EXERCISE DIRECTIONS: A faithful copy of all the data below, please; leave no line out.

STUDY MATERIAL:
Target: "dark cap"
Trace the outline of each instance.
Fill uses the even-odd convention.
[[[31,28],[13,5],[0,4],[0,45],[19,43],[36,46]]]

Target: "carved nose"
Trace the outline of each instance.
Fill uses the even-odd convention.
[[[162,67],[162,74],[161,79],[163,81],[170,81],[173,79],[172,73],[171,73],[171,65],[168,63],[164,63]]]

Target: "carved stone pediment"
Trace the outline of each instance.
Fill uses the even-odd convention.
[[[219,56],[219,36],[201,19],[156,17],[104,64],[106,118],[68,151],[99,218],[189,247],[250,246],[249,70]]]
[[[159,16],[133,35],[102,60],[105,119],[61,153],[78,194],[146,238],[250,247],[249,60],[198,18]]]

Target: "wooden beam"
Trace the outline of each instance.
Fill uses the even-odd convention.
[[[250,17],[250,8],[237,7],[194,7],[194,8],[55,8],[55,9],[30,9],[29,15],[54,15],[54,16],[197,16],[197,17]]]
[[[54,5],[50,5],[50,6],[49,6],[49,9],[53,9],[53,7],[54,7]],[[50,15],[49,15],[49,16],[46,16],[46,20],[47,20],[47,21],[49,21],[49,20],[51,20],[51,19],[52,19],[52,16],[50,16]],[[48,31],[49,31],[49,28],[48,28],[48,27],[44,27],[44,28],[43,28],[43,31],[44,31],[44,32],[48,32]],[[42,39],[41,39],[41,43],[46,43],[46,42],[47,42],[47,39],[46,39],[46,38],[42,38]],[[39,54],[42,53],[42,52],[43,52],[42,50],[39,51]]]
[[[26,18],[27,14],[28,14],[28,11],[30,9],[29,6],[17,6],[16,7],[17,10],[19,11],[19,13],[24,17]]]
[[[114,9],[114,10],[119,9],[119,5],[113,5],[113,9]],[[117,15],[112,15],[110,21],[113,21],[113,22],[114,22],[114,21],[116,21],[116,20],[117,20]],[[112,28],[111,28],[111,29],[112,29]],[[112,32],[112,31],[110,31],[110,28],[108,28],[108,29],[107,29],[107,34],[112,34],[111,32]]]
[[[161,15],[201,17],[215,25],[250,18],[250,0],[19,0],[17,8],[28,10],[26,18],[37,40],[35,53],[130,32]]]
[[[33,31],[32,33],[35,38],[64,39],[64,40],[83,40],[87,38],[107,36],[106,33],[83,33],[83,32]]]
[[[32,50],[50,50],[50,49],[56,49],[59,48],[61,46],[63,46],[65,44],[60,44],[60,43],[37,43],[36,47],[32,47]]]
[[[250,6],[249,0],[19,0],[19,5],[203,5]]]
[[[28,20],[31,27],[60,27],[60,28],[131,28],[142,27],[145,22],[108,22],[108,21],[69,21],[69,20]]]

SOLUTION TO THE PROBLEM:
Target: "dark cap"
Trace the outline of each instance.
Fill uses the even-odd convention.
[[[31,28],[13,5],[0,4],[0,45],[19,43],[36,46]]]

Target: "carved nose"
Trace the outline of each instance.
Fill uses the even-odd convention.
[[[162,67],[162,74],[161,79],[163,81],[170,81],[173,79],[172,73],[171,73],[171,65],[168,63],[164,63]]]

Target: "carved stone pediment"
Trace the outline of each instance.
Fill uses the even-odd convention.
[[[219,56],[219,36],[201,19],[156,17],[104,64],[106,118],[68,151],[99,218],[189,247],[250,246],[249,70]]]
[[[159,16],[133,35],[102,60],[105,119],[61,153],[78,194],[146,238],[250,247],[249,60],[198,18]]]

Target: "wooden beam"
Trace the outline of each instance.
Fill uses the even-odd convention.
[[[250,17],[250,8],[237,7],[194,7],[194,8],[55,8],[55,9],[30,9],[29,15],[54,15],[54,16],[197,16],[197,17]]]
[[[54,5],[50,5],[50,6],[49,6],[49,9],[53,9],[53,7],[54,7]],[[50,15],[49,15],[49,16],[46,16],[46,20],[47,20],[47,21],[49,21],[49,20],[51,20],[51,19],[52,19],[52,16],[50,16]],[[48,31],[49,31],[49,28],[48,28],[48,27],[44,27],[44,28],[43,28],[43,31],[44,31],[44,32],[48,32]],[[42,39],[41,39],[41,43],[46,43],[46,42],[47,42],[47,39],[46,39],[46,38],[42,38]],[[39,54],[42,53],[42,52],[43,52],[42,50],[39,51]]]
[[[26,18],[27,14],[28,14],[28,11],[30,9],[29,6],[17,6],[16,7],[17,10],[19,11],[19,13],[24,17]]]
[[[114,9],[114,10],[119,9],[119,5],[113,5],[113,9]],[[117,15],[112,15],[110,21],[113,21],[113,22],[114,22],[114,21],[116,21],[116,20],[117,20]],[[112,28],[111,28],[111,29],[112,29]],[[112,32],[112,31],[110,31],[110,28],[108,28],[108,29],[107,29],[107,34],[112,34],[111,32]]]
[[[161,15],[201,17],[215,25],[250,18],[250,0],[19,0],[17,8],[28,10],[26,18],[37,40],[35,53],[130,32]]]
[[[33,31],[32,33],[35,38],[64,39],[64,40],[83,40],[87,38],[107,36],[106,33],[83,33],[83,32]]]
[[[32,50],[50,50],[50,49],[56,49],[59,48],[61,46],[63,46],[65,44],[60,44],[60,43],[37,43],[36,47],[32,47]]]
[[[250,6],[249,0],[19,0],[19,5],[203,5]]]
[[[28,20],[31,27],[60,27],[60,28],[131,28],[142,27],[145,22],[108,22],[108,21],[69,21],[69,20]]]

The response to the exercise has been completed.